• [Source]
>>>

# How do I prevent berries from sinking in the muffin?



## Shaheen (Jun 5, 2006)

I got a couple of bags of dried cranberries. I intend to make cranberry muffins. I want to know how I can prevent them from sinking to the bottom of the tin. I read in Martha Stewart's book that they should be covered with flour before folding them into the batter. Is that the only way? I really don't want to waste the cranberries because I don't get them here. Thanks


----------



## Andy M. (Jun 5, 2006)

SO makes them all the time and they don't sink.  Coating them in flour is supposed to work.  Give it a try.


----------



## GB (Jun 5, 2006)

I seem to also remember hearing something about making sure they are room temp and not cold too. I could be wrong though.


----------



## marmar (Jun 5, 2006)

A similar, but alternative method, would be to mix the cranberries into the dry ingredients before you mix together the wet and dry ingredients.
But just be careful not to overmix the wet/dry ingredients, or you'll get dense muffins. It's easier to overmix when you have the cranberries in earlier.


----------



## Ishbel (Jun 5, 2006)

I always toss any fruit for cakes (Dundee, for instance) in cornflour (? cornstarch) and shake off any excess. I don't have any problem with the fruits sinking to the bottom of cakes.


----------



## fawn (Jun 7, 2006)

I tried the trick of  coating the fruit w/ some of the dry ingredients , but after they're baked, i can see the white coating on the fruit, particularly raisins, is it just me or does it happen to you?


----------



## Ishbel (Jun 8, 2006)

I always make sure that any excess cornflour is shaken off the fruit before adding to the cake mix.


----------



## Constance (Jun 8, 2006)

I always soak my raisons in hot water, then drain them before adding to cakes or muffins to prevent them from sinking to the bottom. (a trick I learned from MIL#2) I don't see why that wouldn't work with your cranberries also.


----------



## philso (Sep 29, 2006)

i use the dried cranberries for muffins all the time.  they won't sink, at least not in a muffin batter of normal consistency.  if the batter is rather thin, you may need to use the flouring trick, but i doubt that it's necessary at all.

pecans go well with cranberries, as does substituting orange juice for the milk.


----------

<<<

• [Work to do]
- A) In the muffin thread, what does Constance do to raisins before adding them to cakes or muffins?
- B) Translate this sentence from the muffin thread into Spanish: "Coating them in flour is supposed to work."
- C) From the muffin thread, return the part that opens with the words containing "## Ishbel (Jun 8, 2006)" and closes with "Constance (Jun 8, 2006)".

Contour annotation records
>>>

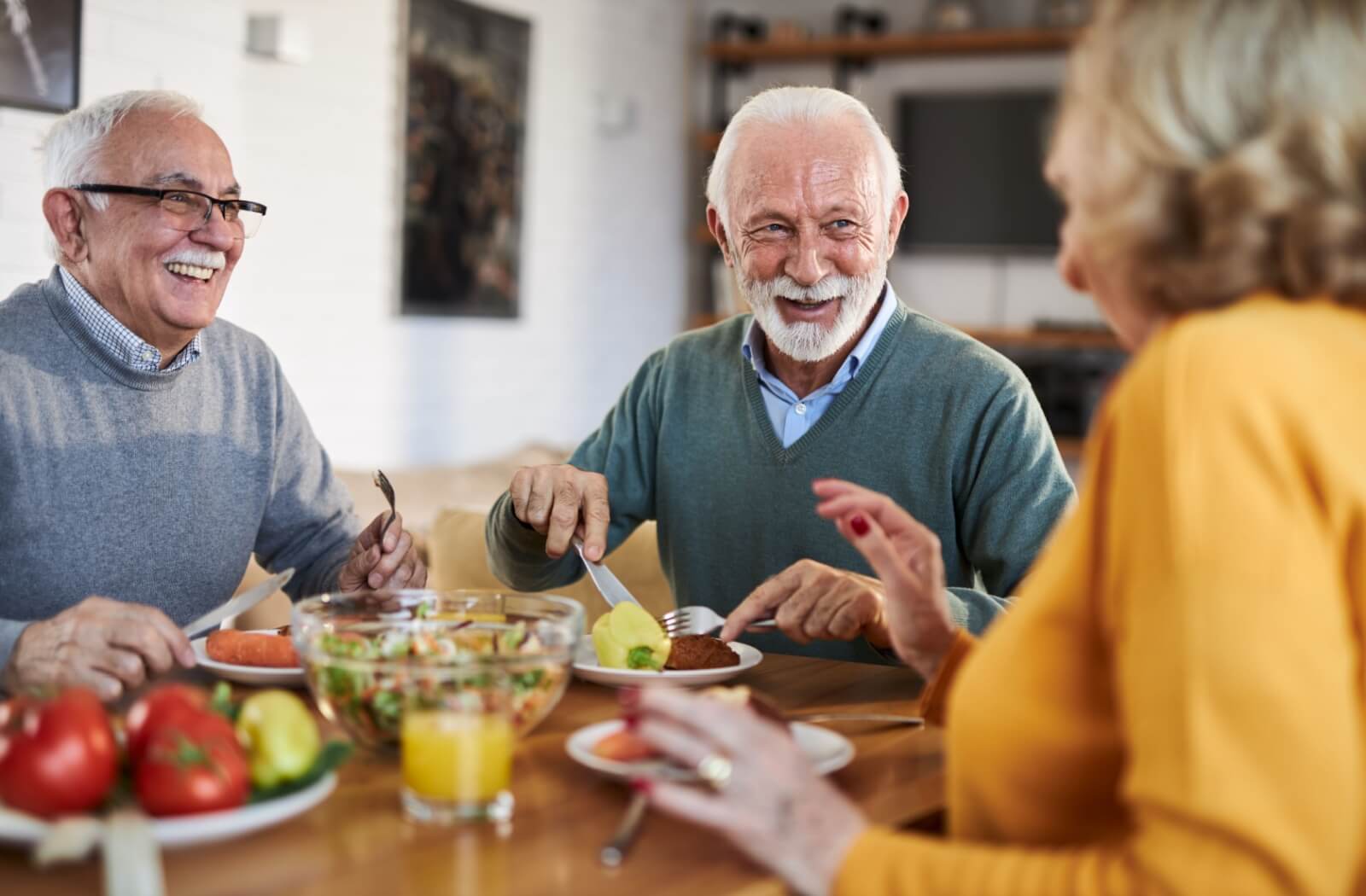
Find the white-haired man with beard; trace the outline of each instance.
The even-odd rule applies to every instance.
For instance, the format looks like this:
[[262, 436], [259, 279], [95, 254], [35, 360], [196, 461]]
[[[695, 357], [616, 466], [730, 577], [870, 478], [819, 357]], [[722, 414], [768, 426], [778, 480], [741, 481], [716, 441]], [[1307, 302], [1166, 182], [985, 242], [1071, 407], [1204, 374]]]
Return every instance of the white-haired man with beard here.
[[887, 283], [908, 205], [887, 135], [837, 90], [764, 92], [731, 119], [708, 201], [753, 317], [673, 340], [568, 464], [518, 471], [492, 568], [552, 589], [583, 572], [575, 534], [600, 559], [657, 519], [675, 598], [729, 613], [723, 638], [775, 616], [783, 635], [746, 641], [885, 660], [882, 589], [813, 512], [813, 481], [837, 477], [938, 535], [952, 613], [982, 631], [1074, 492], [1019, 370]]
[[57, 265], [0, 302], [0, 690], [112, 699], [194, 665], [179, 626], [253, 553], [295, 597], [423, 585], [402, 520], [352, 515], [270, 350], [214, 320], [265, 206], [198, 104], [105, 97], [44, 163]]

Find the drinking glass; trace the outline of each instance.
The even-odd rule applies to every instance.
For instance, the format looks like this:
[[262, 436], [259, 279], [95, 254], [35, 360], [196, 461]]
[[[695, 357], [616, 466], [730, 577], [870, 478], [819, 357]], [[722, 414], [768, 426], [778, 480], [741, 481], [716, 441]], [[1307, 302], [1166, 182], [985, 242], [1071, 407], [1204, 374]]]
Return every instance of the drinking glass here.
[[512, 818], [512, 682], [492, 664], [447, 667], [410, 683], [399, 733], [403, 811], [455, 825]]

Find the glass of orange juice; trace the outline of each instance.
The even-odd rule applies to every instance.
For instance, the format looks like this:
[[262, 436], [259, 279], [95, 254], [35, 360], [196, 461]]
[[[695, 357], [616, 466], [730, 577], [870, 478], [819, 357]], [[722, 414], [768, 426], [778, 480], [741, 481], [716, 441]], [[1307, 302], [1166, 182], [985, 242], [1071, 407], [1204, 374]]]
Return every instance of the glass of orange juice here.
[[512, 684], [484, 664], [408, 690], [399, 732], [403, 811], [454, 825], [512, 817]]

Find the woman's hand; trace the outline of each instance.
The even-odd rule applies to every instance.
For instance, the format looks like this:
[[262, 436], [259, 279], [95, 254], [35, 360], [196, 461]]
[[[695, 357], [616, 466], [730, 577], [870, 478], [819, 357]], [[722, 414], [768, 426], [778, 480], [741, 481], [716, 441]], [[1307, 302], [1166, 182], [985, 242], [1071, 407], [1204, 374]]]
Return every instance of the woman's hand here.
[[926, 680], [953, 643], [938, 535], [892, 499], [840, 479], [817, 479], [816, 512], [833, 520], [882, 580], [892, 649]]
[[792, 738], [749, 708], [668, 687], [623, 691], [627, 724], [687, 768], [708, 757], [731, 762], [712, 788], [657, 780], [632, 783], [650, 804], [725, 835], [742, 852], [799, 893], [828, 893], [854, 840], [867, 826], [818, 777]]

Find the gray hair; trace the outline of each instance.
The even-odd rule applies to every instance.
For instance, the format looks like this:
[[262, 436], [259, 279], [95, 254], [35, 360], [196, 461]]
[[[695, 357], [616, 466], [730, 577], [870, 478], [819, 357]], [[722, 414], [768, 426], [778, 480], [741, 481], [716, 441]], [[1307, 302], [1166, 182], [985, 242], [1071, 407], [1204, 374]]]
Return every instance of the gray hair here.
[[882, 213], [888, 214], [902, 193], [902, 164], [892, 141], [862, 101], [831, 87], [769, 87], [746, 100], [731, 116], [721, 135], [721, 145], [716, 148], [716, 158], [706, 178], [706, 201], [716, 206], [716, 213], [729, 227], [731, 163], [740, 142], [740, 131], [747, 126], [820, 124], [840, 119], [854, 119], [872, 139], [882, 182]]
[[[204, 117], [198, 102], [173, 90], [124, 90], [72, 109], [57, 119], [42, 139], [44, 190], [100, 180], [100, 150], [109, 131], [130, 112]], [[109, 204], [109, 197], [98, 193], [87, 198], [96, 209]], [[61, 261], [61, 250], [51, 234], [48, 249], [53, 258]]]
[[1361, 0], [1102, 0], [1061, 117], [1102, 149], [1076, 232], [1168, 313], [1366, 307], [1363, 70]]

<<<

• [Solutions to the exercise]
- A) Soaks them in hot water, then drains them.

- B) Se supone que cubrirlos con harina funciona.

- C)
## Ishbel (Jun 8, 2006)

I always make sure that any excess cornflour is shaken off the fruit before adding to the cake mix.


----------



## Constance (Jun 8, 2006)